— Start of Data shown —

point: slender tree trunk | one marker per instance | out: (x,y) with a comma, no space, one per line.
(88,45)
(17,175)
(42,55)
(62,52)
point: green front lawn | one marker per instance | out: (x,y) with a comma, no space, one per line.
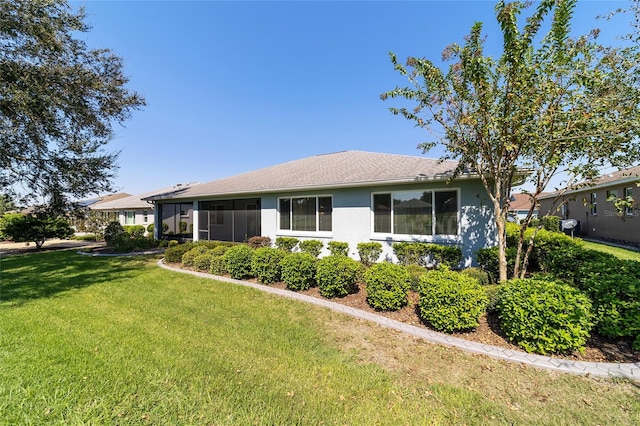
(121,341)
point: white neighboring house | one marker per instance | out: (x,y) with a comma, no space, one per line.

— End of Data shown —

**Directions:**
Rewrite every line of the listing with "marker" swapped for "dot" and no other changes. Omit the pictures.

**In response:**
point: slender tree trunk | one dot per instance | out: (x,y) with a comma, no space, one per line.
(88,45)
(17,175)
(42,55)
(62,52)
point: green front lawn | one dot per instance | out: (x,y) with a comma, no space, one per line.
(121,341)
point: white neighboring house | one dot per instance | out: (x,y) with a comma, no space, one per line.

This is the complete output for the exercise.